- Task to complete -
Pick out and copy every line in the listing below that contains the string "front". Treat uppercase and lowercase letters as different.

- Supplied material -
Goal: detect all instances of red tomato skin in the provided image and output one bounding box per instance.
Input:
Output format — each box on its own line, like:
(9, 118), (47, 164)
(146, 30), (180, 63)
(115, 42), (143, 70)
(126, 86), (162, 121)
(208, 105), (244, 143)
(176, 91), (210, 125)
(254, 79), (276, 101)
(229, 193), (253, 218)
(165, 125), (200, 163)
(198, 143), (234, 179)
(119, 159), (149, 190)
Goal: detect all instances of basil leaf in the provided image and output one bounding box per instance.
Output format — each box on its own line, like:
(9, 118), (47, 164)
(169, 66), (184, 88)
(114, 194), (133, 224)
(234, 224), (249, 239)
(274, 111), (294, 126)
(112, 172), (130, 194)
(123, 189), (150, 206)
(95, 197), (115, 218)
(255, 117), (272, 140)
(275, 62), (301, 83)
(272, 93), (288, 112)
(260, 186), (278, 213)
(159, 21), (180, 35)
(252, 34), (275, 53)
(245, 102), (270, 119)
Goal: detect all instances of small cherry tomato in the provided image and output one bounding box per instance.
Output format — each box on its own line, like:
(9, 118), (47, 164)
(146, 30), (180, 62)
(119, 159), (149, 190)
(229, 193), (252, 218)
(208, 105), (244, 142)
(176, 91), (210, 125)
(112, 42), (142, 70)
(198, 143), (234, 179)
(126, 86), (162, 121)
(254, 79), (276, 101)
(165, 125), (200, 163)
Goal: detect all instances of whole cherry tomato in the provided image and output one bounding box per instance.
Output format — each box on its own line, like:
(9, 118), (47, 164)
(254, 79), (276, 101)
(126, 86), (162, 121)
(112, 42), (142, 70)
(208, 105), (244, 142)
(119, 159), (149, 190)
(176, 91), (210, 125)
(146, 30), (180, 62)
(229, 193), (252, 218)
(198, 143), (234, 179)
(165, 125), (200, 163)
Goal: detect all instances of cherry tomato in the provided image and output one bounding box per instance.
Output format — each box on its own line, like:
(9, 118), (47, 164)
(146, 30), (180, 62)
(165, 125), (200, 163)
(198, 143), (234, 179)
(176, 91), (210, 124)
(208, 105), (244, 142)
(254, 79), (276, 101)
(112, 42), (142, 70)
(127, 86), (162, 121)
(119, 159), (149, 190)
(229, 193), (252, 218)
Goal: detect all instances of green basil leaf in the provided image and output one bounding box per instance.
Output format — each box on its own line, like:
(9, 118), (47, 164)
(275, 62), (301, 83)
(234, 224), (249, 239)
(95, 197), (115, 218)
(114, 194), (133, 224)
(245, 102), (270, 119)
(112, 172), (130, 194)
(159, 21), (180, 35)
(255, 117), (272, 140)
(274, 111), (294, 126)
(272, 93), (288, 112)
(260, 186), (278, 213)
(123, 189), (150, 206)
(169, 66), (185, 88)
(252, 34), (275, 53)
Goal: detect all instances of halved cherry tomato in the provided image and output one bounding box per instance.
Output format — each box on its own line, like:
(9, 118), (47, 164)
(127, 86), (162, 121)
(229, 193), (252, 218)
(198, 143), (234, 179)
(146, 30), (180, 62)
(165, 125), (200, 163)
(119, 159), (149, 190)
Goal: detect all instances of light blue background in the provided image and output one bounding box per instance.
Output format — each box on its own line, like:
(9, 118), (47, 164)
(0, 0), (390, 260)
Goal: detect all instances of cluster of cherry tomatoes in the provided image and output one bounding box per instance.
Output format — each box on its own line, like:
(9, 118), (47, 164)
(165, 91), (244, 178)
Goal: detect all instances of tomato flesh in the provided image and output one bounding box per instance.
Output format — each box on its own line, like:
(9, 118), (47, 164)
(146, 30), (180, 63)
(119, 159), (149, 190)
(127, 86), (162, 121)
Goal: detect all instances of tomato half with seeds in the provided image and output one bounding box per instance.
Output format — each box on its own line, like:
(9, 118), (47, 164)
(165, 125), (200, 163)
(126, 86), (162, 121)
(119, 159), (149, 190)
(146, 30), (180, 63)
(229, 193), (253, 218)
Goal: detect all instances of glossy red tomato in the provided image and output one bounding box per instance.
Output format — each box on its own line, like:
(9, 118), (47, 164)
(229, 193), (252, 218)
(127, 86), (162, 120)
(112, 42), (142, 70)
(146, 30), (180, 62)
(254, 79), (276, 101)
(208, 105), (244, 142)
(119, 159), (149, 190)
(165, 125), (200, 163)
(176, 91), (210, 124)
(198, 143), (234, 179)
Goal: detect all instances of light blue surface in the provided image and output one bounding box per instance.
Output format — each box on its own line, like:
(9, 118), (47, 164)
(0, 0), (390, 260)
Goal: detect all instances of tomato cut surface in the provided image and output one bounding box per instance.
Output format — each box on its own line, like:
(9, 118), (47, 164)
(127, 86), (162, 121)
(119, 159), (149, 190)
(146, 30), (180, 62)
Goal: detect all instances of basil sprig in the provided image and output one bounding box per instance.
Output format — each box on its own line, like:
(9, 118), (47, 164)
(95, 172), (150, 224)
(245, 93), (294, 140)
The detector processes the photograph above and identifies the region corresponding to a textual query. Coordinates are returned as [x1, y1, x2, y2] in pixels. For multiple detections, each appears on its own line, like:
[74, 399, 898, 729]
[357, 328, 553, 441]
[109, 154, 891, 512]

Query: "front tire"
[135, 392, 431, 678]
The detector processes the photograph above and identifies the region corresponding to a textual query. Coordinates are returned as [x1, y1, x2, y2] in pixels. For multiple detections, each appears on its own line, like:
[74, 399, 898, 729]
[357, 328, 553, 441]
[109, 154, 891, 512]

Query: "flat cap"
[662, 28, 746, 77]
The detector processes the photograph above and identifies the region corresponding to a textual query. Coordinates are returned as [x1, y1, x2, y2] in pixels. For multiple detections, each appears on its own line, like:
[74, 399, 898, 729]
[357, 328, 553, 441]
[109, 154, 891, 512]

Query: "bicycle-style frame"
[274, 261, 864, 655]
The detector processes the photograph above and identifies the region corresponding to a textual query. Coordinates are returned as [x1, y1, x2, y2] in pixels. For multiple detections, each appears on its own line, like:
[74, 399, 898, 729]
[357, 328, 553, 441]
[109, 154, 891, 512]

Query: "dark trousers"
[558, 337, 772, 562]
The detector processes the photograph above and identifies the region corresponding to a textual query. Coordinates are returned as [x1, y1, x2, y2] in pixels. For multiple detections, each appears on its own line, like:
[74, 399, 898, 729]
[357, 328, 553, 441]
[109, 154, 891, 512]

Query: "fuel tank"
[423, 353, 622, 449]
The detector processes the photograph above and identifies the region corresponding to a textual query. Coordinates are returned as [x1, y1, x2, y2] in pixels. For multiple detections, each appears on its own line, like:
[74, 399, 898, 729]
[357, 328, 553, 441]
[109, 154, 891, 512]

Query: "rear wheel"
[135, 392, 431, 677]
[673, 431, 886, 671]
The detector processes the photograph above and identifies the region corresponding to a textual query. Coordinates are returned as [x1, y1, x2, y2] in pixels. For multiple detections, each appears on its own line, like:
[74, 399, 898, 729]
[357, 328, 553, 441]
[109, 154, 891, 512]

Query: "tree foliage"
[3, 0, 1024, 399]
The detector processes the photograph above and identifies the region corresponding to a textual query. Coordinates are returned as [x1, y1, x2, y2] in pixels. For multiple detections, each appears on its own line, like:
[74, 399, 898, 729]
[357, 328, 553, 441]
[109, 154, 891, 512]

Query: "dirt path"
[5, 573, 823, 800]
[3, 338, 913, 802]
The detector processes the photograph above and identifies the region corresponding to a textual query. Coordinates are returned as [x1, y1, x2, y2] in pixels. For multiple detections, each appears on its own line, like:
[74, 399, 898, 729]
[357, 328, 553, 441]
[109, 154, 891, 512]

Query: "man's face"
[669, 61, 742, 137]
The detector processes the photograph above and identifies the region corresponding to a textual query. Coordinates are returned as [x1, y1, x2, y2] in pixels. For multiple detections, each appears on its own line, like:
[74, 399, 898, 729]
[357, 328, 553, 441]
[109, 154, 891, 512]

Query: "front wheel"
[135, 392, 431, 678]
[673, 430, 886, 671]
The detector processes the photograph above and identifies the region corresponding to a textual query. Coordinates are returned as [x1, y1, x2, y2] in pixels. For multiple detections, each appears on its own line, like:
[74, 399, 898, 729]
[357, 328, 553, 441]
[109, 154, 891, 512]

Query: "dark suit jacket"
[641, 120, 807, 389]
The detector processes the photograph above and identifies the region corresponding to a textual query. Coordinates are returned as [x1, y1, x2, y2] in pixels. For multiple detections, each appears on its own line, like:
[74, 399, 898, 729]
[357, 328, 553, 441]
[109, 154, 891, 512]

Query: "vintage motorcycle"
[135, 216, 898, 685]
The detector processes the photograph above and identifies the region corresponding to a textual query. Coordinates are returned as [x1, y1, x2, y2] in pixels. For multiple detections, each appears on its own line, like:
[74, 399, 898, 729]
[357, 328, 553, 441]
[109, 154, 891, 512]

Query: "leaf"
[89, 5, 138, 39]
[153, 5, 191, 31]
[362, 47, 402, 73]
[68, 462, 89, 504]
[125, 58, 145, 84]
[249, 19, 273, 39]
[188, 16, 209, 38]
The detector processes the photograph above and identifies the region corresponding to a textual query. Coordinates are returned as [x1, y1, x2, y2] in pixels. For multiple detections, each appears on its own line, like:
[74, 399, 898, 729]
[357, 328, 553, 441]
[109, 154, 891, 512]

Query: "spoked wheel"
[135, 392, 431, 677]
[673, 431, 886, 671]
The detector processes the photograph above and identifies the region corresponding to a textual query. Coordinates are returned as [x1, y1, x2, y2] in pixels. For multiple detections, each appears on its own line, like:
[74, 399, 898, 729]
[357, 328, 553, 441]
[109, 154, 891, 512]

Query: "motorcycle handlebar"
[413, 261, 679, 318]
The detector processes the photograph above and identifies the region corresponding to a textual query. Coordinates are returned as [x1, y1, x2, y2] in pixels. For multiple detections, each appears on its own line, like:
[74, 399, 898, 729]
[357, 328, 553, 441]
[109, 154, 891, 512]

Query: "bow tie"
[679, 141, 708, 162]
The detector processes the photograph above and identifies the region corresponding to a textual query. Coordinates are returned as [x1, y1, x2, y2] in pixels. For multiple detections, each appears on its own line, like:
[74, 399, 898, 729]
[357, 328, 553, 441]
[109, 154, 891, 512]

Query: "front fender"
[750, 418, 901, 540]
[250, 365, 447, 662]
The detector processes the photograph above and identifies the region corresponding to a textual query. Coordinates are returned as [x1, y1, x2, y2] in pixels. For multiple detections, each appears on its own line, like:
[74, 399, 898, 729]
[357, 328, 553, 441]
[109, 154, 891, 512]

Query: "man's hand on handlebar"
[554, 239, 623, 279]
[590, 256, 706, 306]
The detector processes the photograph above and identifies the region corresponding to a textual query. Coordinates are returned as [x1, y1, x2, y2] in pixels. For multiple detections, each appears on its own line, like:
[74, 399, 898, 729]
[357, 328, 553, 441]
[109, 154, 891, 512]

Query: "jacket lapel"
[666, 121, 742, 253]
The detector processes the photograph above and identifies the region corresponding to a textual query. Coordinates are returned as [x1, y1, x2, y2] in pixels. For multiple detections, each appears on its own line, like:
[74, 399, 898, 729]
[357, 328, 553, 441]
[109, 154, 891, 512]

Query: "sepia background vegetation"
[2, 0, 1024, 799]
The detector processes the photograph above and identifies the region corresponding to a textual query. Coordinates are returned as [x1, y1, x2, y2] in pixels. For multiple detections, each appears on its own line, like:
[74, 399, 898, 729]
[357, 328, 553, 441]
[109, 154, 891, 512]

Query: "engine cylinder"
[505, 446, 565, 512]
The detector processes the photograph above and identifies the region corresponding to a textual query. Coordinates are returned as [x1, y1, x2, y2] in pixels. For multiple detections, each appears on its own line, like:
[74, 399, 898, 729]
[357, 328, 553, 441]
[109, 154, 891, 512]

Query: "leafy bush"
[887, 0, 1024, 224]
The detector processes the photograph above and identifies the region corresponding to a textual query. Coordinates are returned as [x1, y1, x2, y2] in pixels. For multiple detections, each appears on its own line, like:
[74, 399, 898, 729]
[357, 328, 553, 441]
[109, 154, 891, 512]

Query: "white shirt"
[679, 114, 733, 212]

- Exercise result -
Query: "front tire"
Query: "front wheel"
Query: "front fender"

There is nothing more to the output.